What do the lines say, reproduced word for word, from the first of the entries below through the line bearing "Indicate the boy's arm"?
───── Supplied entries
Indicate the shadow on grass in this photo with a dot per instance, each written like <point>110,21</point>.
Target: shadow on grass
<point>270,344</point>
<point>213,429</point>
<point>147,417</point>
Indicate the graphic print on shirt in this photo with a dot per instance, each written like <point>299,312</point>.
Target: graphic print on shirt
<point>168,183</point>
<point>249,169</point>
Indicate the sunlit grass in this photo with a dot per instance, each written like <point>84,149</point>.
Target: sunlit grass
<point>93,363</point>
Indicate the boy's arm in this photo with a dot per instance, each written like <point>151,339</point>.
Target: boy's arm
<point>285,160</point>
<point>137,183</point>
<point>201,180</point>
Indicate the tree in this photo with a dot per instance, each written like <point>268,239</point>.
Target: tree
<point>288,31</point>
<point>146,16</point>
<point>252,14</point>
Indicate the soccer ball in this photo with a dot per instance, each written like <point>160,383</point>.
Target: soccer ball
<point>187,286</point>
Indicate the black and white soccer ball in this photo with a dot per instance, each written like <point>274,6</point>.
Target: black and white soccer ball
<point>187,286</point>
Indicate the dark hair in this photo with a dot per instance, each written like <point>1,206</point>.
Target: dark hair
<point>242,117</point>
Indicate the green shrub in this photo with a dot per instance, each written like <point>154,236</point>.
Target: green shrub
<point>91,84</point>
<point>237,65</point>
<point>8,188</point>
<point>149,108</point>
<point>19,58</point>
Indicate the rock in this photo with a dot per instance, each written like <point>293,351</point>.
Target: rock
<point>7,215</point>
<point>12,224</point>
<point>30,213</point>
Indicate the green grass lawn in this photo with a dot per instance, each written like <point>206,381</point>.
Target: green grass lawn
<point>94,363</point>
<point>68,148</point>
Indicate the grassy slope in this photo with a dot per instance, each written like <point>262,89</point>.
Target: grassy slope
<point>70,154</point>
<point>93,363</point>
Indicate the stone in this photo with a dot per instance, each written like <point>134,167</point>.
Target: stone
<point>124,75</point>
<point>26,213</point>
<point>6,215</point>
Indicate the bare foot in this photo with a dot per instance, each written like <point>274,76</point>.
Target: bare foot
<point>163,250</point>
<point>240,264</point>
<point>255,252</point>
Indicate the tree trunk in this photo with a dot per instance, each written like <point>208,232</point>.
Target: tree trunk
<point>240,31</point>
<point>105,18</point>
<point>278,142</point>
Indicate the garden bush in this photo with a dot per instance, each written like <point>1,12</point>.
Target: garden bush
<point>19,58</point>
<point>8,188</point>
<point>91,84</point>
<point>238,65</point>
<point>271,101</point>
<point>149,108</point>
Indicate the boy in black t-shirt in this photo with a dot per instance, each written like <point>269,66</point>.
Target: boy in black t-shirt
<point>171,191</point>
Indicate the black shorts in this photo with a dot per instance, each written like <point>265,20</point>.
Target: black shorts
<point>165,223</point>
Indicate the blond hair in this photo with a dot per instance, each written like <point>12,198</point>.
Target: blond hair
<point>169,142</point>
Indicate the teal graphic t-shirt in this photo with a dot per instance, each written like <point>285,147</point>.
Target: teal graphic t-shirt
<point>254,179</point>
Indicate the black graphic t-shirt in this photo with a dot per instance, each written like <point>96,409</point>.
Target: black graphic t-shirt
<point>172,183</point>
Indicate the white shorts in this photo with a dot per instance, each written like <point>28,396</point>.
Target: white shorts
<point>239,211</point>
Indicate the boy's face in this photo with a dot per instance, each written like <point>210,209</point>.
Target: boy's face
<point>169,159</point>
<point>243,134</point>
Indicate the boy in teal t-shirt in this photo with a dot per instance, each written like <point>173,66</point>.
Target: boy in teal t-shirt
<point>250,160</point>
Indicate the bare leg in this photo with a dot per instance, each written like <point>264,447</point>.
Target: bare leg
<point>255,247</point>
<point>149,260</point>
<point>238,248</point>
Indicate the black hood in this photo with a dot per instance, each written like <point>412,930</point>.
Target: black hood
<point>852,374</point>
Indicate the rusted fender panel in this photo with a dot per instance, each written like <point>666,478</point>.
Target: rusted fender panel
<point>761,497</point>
──────────
#### Response to this task
Indicate the shadow on grass in this photo with a dot per instance, each written like <point>110,21</point>.
Target: shadow on grass
<point>270,344</point>
<point>213,429</point>
<point>147,417</point>
Indicate the graphic print on shirt in this photo with a dot per instance, each written like <point>299,312</point>.
Target: graphic print on shirt
<point>168,183</point>
<point>249,169</point>
Indicate the sunlit grass in this photo with a dot per instance, each written like <point>84,149</point>.
Target: sunlit grass
<point>93,363</point>
Indicate the boy's arm in this photo with a dot per instance, each written like <point>151,339</point>.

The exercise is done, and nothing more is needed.